Source material: Begin

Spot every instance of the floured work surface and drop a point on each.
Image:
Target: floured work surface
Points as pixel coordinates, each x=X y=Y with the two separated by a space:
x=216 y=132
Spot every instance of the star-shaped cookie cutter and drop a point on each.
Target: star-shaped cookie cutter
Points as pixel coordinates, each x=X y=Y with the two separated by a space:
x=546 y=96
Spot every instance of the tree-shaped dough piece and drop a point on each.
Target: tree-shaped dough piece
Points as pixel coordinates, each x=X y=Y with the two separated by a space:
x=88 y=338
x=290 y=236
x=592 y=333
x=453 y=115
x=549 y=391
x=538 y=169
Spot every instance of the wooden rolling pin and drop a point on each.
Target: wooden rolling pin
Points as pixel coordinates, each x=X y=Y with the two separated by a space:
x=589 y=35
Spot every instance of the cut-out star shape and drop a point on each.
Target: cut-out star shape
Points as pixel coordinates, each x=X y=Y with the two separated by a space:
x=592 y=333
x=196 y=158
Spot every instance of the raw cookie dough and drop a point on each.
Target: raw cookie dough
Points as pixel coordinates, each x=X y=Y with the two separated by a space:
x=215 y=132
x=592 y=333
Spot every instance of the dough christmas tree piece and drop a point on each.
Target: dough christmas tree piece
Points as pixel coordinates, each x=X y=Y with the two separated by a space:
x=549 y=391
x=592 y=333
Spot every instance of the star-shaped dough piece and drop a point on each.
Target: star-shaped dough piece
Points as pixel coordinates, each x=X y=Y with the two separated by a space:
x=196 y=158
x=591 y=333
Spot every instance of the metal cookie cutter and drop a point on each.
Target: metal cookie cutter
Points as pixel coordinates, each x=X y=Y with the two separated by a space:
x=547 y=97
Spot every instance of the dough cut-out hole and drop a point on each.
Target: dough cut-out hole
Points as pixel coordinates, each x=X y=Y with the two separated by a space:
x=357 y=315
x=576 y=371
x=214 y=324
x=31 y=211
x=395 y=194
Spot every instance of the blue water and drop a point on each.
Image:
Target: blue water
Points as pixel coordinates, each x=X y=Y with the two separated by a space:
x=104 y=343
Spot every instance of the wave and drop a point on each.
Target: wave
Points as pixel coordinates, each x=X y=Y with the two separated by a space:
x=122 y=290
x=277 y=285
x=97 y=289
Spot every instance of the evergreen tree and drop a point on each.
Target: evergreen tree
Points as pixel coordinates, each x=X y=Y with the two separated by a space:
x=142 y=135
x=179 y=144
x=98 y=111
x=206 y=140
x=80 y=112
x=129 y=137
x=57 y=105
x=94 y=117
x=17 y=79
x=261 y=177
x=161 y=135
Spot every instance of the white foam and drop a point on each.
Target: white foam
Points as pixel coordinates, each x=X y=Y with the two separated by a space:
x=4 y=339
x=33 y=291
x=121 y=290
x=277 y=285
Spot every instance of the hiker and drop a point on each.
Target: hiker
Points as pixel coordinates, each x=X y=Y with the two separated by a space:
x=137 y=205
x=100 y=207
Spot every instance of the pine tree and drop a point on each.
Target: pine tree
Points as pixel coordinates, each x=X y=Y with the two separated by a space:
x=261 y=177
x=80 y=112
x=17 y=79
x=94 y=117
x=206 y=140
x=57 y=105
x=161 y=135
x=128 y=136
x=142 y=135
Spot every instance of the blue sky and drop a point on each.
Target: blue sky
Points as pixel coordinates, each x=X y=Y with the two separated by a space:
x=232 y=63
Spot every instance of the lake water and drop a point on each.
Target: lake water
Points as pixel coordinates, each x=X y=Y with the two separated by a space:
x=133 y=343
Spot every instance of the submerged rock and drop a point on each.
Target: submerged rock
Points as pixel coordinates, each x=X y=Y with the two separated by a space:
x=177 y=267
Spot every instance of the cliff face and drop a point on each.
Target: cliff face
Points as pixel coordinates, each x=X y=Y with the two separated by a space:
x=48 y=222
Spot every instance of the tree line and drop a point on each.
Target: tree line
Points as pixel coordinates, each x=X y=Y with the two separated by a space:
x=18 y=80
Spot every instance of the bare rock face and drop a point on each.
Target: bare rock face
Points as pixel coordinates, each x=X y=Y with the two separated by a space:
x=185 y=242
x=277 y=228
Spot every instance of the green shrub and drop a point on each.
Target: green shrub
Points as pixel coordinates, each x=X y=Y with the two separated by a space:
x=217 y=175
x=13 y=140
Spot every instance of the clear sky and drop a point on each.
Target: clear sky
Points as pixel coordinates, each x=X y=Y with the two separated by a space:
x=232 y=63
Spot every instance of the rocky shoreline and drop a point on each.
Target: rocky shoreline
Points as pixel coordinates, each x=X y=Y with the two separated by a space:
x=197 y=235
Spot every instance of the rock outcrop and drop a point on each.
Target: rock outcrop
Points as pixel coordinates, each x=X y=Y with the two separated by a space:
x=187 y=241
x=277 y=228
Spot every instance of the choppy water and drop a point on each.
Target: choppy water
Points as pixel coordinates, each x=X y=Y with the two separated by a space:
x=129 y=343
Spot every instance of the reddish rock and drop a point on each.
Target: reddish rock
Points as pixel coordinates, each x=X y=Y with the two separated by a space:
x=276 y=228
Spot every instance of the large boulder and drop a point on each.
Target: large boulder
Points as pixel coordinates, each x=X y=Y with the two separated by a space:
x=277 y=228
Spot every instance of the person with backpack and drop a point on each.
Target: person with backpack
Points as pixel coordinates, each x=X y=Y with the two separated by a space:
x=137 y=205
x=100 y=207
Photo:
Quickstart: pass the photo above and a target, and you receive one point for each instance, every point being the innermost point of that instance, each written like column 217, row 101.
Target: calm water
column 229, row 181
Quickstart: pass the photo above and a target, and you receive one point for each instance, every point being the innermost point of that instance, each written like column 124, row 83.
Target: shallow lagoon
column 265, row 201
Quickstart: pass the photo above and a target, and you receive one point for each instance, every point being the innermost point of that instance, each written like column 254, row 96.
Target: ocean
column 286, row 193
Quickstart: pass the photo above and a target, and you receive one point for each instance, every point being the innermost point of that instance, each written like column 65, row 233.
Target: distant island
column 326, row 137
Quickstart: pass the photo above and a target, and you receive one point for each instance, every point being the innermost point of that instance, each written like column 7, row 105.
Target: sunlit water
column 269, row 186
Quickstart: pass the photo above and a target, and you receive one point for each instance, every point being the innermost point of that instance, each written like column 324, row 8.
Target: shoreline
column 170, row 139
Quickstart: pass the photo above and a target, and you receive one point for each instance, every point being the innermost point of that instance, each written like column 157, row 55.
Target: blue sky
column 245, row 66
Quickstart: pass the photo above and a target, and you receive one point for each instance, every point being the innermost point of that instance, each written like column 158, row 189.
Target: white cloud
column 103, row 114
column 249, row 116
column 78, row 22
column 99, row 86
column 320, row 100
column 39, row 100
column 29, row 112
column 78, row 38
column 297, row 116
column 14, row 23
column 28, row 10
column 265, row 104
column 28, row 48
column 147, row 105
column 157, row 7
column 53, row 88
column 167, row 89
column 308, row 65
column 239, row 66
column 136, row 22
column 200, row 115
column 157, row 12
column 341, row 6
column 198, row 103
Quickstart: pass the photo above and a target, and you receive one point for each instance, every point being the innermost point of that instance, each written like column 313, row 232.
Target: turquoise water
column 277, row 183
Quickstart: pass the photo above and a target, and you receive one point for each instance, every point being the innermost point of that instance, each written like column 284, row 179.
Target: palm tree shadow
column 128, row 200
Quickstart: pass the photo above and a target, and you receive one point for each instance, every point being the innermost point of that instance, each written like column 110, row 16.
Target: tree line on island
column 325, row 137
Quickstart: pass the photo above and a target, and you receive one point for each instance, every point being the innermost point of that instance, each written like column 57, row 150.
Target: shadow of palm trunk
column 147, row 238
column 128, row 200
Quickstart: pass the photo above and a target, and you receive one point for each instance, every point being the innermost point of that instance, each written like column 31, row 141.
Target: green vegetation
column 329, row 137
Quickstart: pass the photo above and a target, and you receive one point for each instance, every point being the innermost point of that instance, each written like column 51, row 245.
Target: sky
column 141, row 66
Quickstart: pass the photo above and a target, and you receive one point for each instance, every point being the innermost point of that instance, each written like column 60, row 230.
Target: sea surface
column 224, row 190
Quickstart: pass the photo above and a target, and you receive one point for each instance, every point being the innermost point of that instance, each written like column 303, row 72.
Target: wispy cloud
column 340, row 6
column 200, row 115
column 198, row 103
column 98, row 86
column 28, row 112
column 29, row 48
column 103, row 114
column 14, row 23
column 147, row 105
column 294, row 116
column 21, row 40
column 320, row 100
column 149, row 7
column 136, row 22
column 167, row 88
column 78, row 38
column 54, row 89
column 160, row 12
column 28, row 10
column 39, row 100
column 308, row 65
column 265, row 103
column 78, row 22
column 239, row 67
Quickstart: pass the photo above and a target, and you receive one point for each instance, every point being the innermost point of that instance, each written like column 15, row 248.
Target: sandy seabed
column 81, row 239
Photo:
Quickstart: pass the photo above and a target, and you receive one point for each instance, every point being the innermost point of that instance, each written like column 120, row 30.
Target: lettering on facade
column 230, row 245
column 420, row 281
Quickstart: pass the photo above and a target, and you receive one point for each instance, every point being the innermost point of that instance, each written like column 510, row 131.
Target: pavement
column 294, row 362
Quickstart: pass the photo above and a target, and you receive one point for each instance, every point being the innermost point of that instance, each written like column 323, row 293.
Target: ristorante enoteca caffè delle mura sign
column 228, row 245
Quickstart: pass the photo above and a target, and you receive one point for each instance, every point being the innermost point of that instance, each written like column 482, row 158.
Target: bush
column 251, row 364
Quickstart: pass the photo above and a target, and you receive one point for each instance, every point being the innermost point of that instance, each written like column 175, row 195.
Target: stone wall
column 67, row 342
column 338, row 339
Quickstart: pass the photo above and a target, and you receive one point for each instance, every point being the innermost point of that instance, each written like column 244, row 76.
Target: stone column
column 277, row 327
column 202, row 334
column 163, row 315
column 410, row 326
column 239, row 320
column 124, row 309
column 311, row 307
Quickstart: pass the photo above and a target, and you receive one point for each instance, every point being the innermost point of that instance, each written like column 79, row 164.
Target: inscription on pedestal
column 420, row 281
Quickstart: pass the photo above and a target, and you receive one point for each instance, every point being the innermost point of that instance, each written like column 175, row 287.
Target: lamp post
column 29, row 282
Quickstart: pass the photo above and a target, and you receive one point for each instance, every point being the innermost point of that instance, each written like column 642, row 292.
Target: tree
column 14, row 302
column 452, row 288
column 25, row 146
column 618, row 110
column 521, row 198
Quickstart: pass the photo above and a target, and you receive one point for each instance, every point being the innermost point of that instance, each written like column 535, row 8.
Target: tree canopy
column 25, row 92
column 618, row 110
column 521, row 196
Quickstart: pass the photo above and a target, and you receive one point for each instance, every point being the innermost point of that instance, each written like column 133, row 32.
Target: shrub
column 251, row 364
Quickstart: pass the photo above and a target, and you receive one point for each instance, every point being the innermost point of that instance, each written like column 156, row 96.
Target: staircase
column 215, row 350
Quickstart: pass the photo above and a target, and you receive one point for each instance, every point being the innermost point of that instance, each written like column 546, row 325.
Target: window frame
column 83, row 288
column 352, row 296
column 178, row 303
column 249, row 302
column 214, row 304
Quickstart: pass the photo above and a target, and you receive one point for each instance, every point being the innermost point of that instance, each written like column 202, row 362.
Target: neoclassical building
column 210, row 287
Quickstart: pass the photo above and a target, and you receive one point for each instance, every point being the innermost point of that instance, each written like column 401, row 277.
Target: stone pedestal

Source material: End

Every line above carrying the word "cliff" needs to be shown.

- _Solved exercise_:
Spot every instance of the cliff face and drop a point on each.
Target: cliff face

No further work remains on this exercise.